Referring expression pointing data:
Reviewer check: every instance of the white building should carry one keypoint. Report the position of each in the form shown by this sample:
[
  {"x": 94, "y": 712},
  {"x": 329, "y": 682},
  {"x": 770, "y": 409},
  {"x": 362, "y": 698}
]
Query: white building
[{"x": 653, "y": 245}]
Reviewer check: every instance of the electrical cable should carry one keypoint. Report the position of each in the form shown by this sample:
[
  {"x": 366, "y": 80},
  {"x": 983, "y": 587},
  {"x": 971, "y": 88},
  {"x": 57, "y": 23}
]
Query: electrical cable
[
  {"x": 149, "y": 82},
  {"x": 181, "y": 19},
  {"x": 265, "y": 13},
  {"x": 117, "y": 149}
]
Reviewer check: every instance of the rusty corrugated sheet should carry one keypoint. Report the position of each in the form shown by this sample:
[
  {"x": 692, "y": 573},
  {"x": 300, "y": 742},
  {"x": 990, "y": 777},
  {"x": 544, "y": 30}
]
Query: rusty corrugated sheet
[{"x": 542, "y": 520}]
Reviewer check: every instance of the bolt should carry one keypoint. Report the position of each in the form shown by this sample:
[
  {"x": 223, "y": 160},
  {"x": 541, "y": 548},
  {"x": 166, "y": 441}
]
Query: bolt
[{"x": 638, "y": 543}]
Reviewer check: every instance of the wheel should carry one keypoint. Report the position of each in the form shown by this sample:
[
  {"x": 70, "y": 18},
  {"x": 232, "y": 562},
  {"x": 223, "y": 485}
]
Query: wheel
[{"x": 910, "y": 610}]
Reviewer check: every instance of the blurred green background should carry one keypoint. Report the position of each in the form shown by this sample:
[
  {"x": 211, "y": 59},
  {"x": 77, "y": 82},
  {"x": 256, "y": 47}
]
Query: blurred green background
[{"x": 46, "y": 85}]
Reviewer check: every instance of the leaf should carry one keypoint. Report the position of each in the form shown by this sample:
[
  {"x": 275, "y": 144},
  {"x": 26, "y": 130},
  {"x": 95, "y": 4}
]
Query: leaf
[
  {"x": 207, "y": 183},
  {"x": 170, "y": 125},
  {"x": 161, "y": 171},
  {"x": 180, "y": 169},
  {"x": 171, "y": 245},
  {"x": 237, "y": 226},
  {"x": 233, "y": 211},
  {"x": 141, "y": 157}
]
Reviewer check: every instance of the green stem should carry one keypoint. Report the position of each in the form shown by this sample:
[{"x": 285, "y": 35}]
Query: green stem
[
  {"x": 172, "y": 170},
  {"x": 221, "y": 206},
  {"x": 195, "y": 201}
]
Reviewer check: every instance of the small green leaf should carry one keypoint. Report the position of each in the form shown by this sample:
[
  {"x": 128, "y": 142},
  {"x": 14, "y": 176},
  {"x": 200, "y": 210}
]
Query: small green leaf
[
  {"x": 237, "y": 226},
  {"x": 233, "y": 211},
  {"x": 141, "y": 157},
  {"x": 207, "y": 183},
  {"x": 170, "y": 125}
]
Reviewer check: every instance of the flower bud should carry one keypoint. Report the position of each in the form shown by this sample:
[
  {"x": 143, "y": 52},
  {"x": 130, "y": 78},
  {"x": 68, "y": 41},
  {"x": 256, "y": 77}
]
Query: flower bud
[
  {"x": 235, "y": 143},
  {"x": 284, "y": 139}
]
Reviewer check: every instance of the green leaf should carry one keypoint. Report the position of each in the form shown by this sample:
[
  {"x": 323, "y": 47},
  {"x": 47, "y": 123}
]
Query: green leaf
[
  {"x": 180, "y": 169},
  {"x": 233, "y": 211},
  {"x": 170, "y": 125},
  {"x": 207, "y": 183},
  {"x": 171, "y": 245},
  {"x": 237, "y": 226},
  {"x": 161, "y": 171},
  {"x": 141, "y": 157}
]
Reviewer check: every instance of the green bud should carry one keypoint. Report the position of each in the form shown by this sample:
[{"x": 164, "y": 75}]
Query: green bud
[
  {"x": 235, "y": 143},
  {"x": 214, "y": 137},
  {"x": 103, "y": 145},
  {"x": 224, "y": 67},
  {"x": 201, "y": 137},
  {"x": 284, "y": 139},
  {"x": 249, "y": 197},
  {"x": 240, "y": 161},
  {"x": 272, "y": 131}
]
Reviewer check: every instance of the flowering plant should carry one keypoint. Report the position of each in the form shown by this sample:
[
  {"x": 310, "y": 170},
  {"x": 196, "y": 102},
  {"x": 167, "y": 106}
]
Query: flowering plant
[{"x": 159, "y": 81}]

Activity: With the records above in view, retype each one exactly.

Finished exercise:
Reviewer check: every instance of the white building should carry one keypoint. Report the position of each in the form shown by this sample:
[
  {"x": 94, "y": 712},
  {"x": 329, "y": 682},
  {"x": 770, "y": 409},
  {"x": 362, "y": 698}
]
Query: white building
[{"x": 653, "y": 245}]
Reviewer check: every instance of the electrical cable should carry one keypoint. Report the position of each in the form shown by this sample:
[
  {"x": 366, "y": 80},
  {"x": 983, "y": 587},
  {"x": 971, "y": 88},
  {"x": 57, "y": 23}
]
Query: electrical cable
[
  {"x": 149, "y": 82},
  {"x": 181, "y": 19},
  {"x": 265, "y": 13},
  {"x": 117, "y": 149}
]
Reviewer check: every instance of the rusty corrugated sheet should carry one keypoint. Report the position of each in the form shown by this sample:
[
  {"x": 692, "y": 573},
  {"x": 300, "y": 742},
  {"x": 990, "y": 777},
  {"x": 544, "y": 30}
]
Query: rusty corrugated sheet
[{"x": 542, "y": 520}]
Reviewer check: every instance of the bolt should carry one keypoint. Report the position of each in the form shown by this sample:
[
  {"x": 223, "y": 160},
  {"x": 541, "y": 548},
  {"x": 166, "y": 441}
]
Query: bolt
[{"x": 638, "y": 543}]
Reviewer check: every instance of the wheel should carry one keypoint. Report the position of each in the form shown by this sample:
[
  {"x": 70, "y": 18},
  {"x": 232, "y": 562},
  {"x": 223, "y": 485}
]
Query: wheel
[{"x": 910, "y": 610}]
Reviewer check: every instance of the blurred green background should carry one keypoint. Report the position of each in the form shown by this sample:
[
  {"x": 211, "y": 59},
  {"x": 77, "y": 82},
  {"x": 256, "y": 47}
]
Query: blurred green background
[{"x": 46, "y": 85}]
Reviewer check: every instance of the leaf should carry one keypoint. Report the position of each in the form shown by this sample:
[
  {"x": 275, "y": 144},
  {"x": 26, "y": 130},
  {"x": 95, "y": 4}
]
Query: leaf
[
  {"x": 207, "y": 183},
  {"x": 170, "y": 125},
  {"x": 161, "y": 171},
  {"x": 180, "y": 169},
  {"x": 171, "y": 245},
  {"x": 237, "y": 226},
  {"x": 233, "y": 211},
  {"x": 141, "y": 157}
]
Reviewer check: every instance of the green stem should carry one keypoint. Report the position of each in the form shown by this sample:
[{"x": 285, "y": 35}]
Query: green stem
[
  {"x": 172, "y": 170},
  {"x": 221, "y": 206},
  {"x": 195, "y": 201}
]
Reviewer check: every instance of the small green leaf should carry one keypoint. Report the position of each in the form shown by this sample:
[
  {"x": 128, "y": 142},
  {"x": 14, "y": 176},
  {"x": 200, "y": 210}
]
Query: small green leaf
[
  {"x": 237, "y": 226},
  {"x": 233, "y": 211},
  {"x": 141, "y": 157},
  {"x": 207, "y": 183},
  {"x": 170, "y": 125}
]
Reviewer check: every instance of the flower bud should carry one keypoint. Report the position of each in the form shown by this sample:
[
  {"x": 143, "y": 52},
  {"x": 130, "y": 78},
  {"x": 68, "y": 41},
  {"x": 256, "y": 77}
]
Query: flower bud
[
  {"x": 235, "y": 143},
  {"x": 284, "y": 139}
]
Reviewer check: every instance of the green leaf should carry one keypoint. Report the position of each in the form shown by this sample:
[
  {"x": 323, "y": 47},
  {"x": 47, "y": 123}
]
Query: green leaf
[
  {"x": 180, "y": 169},
  {"x": 233, "y": 211},
  {"x": 170, "y": 125},
  {"x": 207, "y": 183},
  {"x": 171, "y": 245},
  {"x": 237, "y": 226},
  {"x": 161, "y": 171},
  {"x": 141, "y": 157}
]
Reviewer check: every instance of the green bud should carry one keypoint. Report the position of each in the form shown by this sample:
[{"x": 164, "y": 75}]
Query: green bud
[
  {"x": 235, "y": 143},
  {"x": 214, "y": 137},
  {"x": 103, "y": 145},
  {"x": 224, "y": 67},
  {"x": 201, "y": 137},
  {"x": 284, "y": 139},
  {"x": 249, "y": 197},
  {"x": 240, "y": 161},
  {"x": 272, "y": 131}
]
Reviewer check: every instance of the flowering plant should carry one keypoint. Report the position of each in the form shown by this sample:
[
  {"x": 310, "y": 170},
  {"x": 196, "y": 102},
  {"x": 167, "y": 106}
]
Query: flowering plant
[{"x": 159, "y": 81}]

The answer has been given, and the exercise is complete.